# PROBLEM:
Swap every "bounding box" in the lines below for "rectangle" and change nothing else. Leave the pictures out of your output.

# RECORDED INFORMATION:
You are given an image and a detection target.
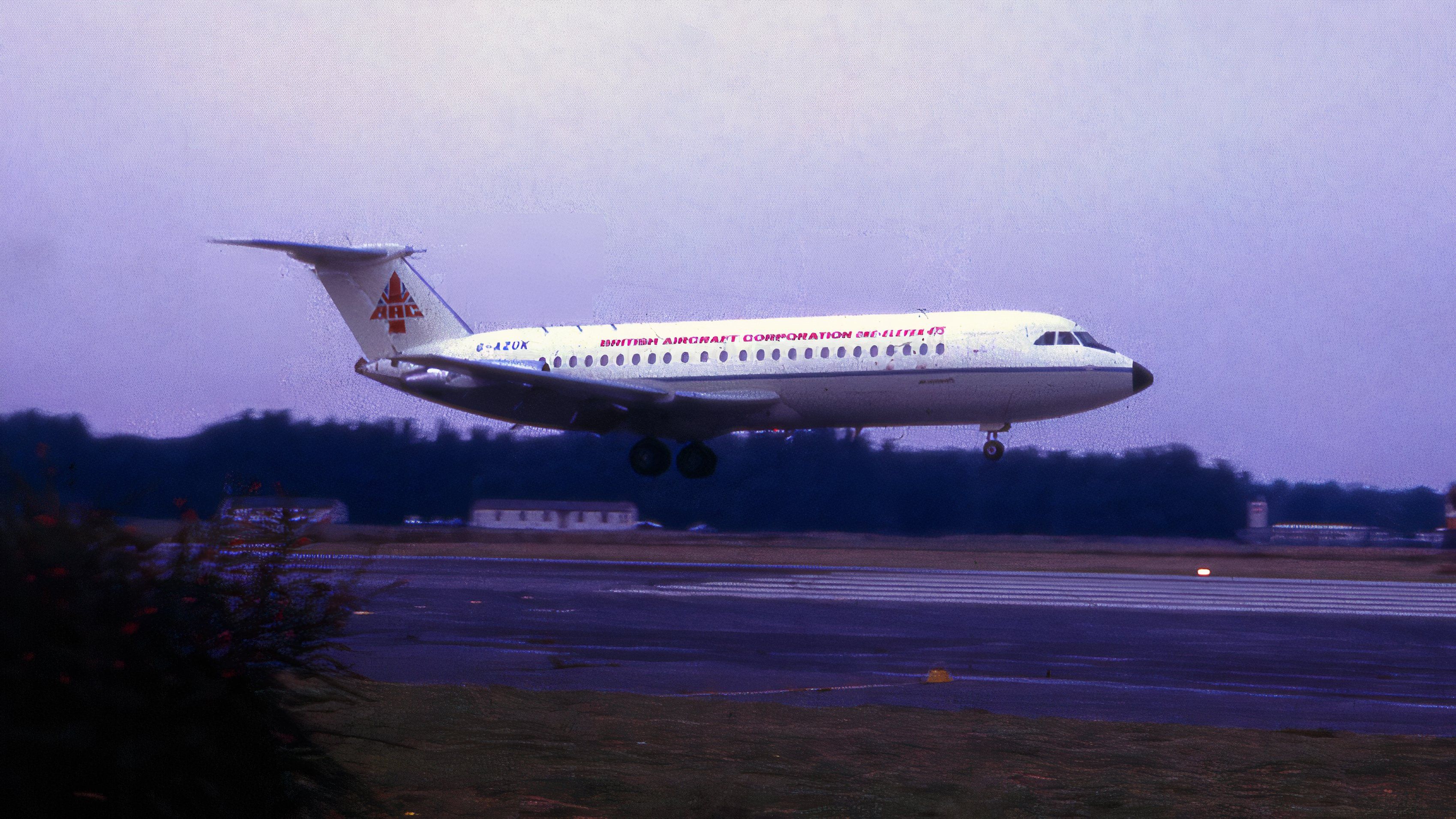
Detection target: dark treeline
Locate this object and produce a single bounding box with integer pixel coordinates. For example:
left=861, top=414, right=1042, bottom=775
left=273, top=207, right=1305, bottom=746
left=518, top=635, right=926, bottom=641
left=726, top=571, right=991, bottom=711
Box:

# WRITTEN RESPONSE:
You are given an image and a detection target.
Detection target: dark treeline
Locate this object and produce a single rectangle with integer pixel coordinates. For example:
left=861, top=414, right=1042, bottom=775
left=273, top=207, right=1305, bottom=746
left=518, top=635, right=926, bottom=641
left=726, top=571, right=991, bottom=711
Box:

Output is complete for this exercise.